■ **REQUIRED TASK A**
According to the church history text, where was the church's first public meeting place?
■ **REQUIRED TASK B**
Give the passage of the church history text starting at "In May of 1999, a" and ending at "their common calling.", swapping "gathered together" for "met".

About Us

About Us

* Our History

In May of 1999, a small group of believers gathered together to reflect and pray at a small suburban home in Needham on a street called High Rock. While their ages and backgrounds varied, their visions were unified: together, they believed God was showing them something new - that He could reach a new generation of believers and non-believers alike with a new kind of church. Words like community, seeker-sensitivity, and multi-ethnicity were discussed and named as key values for this group of believers; core convictions of their common calling.

By June, these believers, now numbering twenty, began meeting in the common room of a house in Cambridge, with seminarian Peter Sung preaching the first sermon. Later that summer, after establishing its first public meeting place at the YWCA in Central Square, the members decided on the name "Highrock" for their church, a reminder of the street where they first met to pray and dream.

The first Easter service provided the year's highlight, with over one hundred people in attendance and a dozen accepting Christ as their Lord and Savior. Following that exciting first year, Highrock found itself at a crossroads, with too few small groups and not enough active partners in ministry to adequately sustain it. This led to the hiring of Pastor Dave Swaim in July 2000 as Highrock's first senior pastor. Pastor Dave’s energy and experience were, and continue to be, gifts from God.

At the end of 2000, having outgrown the space at the YWCA, anticipating future growth, and desiring a more permanent location to serve, Highrock moved into a church in Davis Square. Soon after Highrock joined the Evangelical Covenant Church, an active, growing denomination of more than 800 churches. Five years later, with a solid core of committed members invested in the church, Highrock took a step of faith and purchased a church building in Arlington, its first permanent home.

In February of 2006 Highrock landed in Arlington and things changed forever. Highrock's membership exploded, as did our ability to reach out to the local and global community with the love of Christ. Highrockers began new and innovative ministries to reach out to the community of Arlington and we continued sending out missionaries overseas. Our desires to evangelize were further realized when Pastor Dave and Josh Throneburg, the young adult pastor at that time, were called to plant a new church in Brookline, MA.

And so in 2008 we begin the latest chapter in Highrock’s history. A group of almost 50 Highrockers has stepped out of Highrock in Arlington to plant Highrock in Brookline praying that the Word of God and the love of Christ will be extended to the community of Brookline and beyond.

* Our Calling

All churches share the common call from our great God to fulfill the Great commandment (Matthew 22:36-40) and Great Commission (Matthew 28:18-20). In addition, Scripture offers models for the role of the Church in Ephesians 4:11-16, Acts 2:42-47, 1 Corinthians, and throughout the whole Bible.

Beyond that general call, our Lord gives particular calls to churches and individuals to serve as certain parts of Christ's worldwide body, which He fills with His Spirit and through which He continues His work of serving, speaking, and suffering for the salvation of all creation. This document articulates the way Highrock's founders, leaders, and members sense God has called us to serve Him, each other, and His world.

■ **STORED ROWS**

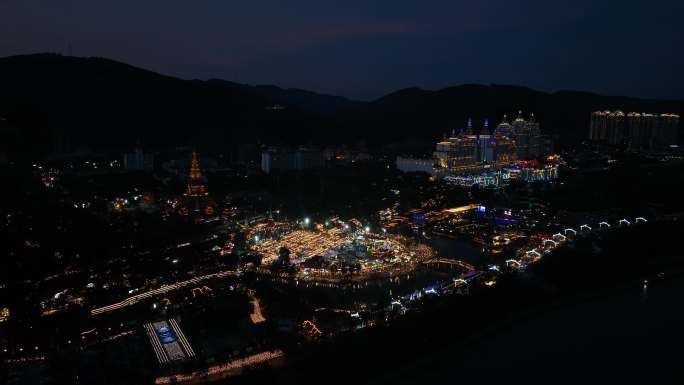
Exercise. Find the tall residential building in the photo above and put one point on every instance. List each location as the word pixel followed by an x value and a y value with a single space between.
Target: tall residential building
pixel 526 136
pixel 638 131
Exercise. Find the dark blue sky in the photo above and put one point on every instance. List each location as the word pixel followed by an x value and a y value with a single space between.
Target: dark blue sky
pixel 364 49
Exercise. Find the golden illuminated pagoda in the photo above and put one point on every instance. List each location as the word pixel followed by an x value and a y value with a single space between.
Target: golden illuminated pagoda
pixel 195 202
pixel 195 186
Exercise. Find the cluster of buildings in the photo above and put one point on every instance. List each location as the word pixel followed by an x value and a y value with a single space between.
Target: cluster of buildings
pixel 301 158
pixel 636 131
pixel 472 153
pixel 308 158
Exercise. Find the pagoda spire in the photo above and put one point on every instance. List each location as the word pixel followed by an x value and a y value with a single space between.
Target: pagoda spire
pixel 195 186
pixel 195 172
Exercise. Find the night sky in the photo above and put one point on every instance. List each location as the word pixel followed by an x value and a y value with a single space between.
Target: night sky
pixel 365 49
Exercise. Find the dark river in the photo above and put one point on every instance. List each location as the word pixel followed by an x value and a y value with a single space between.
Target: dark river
pixel 632 337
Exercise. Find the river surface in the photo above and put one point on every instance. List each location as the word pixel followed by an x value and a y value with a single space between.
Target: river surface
pixel 632 337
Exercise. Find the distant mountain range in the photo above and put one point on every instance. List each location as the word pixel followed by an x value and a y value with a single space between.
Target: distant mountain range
pixel 61 102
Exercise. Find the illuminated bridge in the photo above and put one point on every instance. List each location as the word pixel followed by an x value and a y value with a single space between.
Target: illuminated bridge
pixel 451 264
pixel 168 341
pixel 162 290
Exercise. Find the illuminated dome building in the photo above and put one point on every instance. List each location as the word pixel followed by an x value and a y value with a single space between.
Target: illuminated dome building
pixel 195 202
pixel 469 152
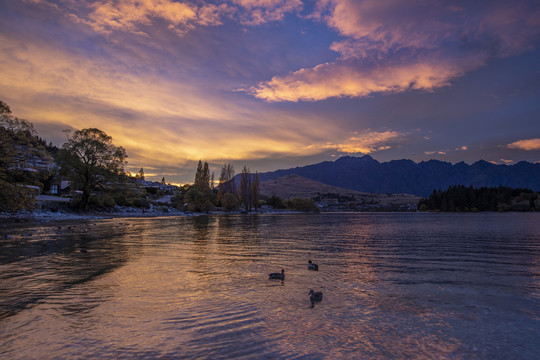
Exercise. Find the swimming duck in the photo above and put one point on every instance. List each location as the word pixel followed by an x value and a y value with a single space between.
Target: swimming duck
pixel 312 266
pixel 278 276
pixel 314 297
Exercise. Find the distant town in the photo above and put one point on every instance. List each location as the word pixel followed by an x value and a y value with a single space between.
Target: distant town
pixel 87 174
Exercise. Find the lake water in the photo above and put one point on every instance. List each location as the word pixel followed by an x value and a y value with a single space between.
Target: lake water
pixel 395 285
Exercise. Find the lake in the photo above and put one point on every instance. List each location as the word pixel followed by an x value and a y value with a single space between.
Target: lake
pixel 395 286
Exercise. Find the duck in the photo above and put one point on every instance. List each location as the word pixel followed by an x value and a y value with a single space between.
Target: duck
pixel 278 276
pixel 312 266
pixel 314 297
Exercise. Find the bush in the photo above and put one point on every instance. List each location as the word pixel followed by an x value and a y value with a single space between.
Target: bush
pixel 230 202
pixel 303 204
pixel 141 203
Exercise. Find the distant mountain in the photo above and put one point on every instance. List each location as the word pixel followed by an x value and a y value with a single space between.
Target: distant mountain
pixel 291 186
pixel 298 186
pixel 366 174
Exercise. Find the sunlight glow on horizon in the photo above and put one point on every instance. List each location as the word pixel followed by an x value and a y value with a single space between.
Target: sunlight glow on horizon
pixel 318 79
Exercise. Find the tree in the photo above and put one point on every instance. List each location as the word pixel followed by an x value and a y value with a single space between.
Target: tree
pixel 23 161
pixel 255 189
pixel 245 188
pixel 226 181
pixel 140 175
pixel 91 160
pixel 200 197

■ **WORKED ANSWER A**
The YWCA in Central Square.

■ **WORKED ANSWER B**
In May of 1999, a small group of believers met to reflect and pray at a small suburban home in Needham on a street called High Rock. While their ages and backgrounds varied, their visions were unified: together, they believed God was showing them something new - that He could reach a new generation of believers and non-believers alike with a new kind of church. Words like community, seeker-sensitivity, and multi-ethnicity were discussed and named as key values for this group of believers; core convictions of their common calling.